### 抜粋
----
ノルトロックワッシャーとは
ノルトロックワッシャーとは、緩み止め機能をもつ2枚組のワッシャーです。1982年にノルトロック社によって発明されました。
ノルトロックワッシャーは2枚1組となっており、カム面(上図参照)同士が向き合うよう2枚を重ね、リブがボルト/ナットと相手材にグリップできるように使用します。2枚組の間で接するカムの作用によって、ボルトの回転緩みを「物理的に」許さないウェッジロック機構が作用します。
ノルトロックワッシャーはねじの緩み対策に有効なワッシャーですが、効果が得られるのは回転緩みのみです。ねじの緩みには回転緩み以外に、非回転緩みがあります。非回転緩みはねじによって挟まれている部材が塑性変形することによって生じるものであり、ノルトロックワッシャーでは緩みを防止することはできません。
ノルトロックワッシャーの使用用途
ノルトロックワッシャーは、回転緩みが許されないねじ締結において使用されます。よって様々な分野の特定の部位に使われています。建築物、電力設備、鉄道などの交通輸送分野、各種設備機器など様々です。
具体例を挙げると建築物では吊橋のケーブルバンド、鉄骨橋梁などに採用されています。電力業界では風力発電のタービンローター、原子力発電所の原子炉圧力容器、潮力発電のコンバータ、鉄道車両の連結装置などに用いられています。
----
### 課題の内容
a) 抜粋のうち「ノルトロックワッシャーは2枚」から「装置などに用いられています。」までを、両端の語句も含めて一字一句変えずに書き写せ。
b) 抜粋で具体例として挙げられている、ノルトロックワッシャーの採用先をすべて挙げよ。

記録されたデータ
----
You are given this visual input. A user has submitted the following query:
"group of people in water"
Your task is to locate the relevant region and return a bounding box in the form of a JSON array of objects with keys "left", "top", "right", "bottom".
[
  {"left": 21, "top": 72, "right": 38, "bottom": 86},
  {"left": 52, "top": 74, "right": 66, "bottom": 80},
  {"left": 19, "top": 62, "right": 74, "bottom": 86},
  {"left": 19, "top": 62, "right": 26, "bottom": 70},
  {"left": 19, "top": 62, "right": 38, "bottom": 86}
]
----
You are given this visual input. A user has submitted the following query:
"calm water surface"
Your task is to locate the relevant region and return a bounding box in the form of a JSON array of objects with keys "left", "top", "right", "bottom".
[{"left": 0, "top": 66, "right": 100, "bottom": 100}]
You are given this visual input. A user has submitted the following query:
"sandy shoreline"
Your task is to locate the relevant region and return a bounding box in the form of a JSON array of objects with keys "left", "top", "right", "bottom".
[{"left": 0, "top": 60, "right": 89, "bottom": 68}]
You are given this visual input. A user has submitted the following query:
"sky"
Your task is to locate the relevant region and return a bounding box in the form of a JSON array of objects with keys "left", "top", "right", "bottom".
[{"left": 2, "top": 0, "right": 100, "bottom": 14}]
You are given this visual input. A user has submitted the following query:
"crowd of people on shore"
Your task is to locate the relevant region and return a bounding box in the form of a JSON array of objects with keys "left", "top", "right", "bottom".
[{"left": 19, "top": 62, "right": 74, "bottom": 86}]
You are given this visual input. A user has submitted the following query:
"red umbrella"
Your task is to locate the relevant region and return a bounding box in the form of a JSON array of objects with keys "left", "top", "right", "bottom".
----
### 解答
a)
ノルトロックワッシャーは2枚1組となっており、カム面(上図参照)同士が向き合うよう2枚を重ね、リブがボルト/ナットと相手材にグリップできるように使用します。2枚組の間で接するカムの作用によって、ボルトの回転緩みを「物理的に」許さないウェッジロック機構が作用します。
ノルトロックワッシャーはねじの緩み対策に有効なワッシャーですが、効果が得られるのは回転緩みのみです。ねじの緩みには回転緩み以外に、非回転緩みがあります。非回転緩みはねじによって挟まれている部材が塑性変形することによって生じるものであり、ノルトロックワッシャーでは緩みを防止することはできません。
ノルトロックワッシャーの使用用途
ノルトロックワッシャーは、回転緩みが許されないねじ締結において使用されます。よって様々な分野の特定の部位に使われています。建築物、電力設備、鉄道などの交通輸送分野、各種設備機器など様々です。
具体例を挙げると建築物では吊橋のケーブルバンド、鉄骨橋梁などに採用されています。電力業界では風力発電のタービンローター、原子力発電所の原子炉圧力容器、潮力発電のコンバータ、鉄道車両の連結装置などに用いられています。

b)
- 吊橋のケーブルバンド
- 鉄骨橋梁
- 風力発電のタービンローター
- 原子力発電所の原子炉圧力容器
- 潮力発電のコンバータ
- 鉄道車両の連結装置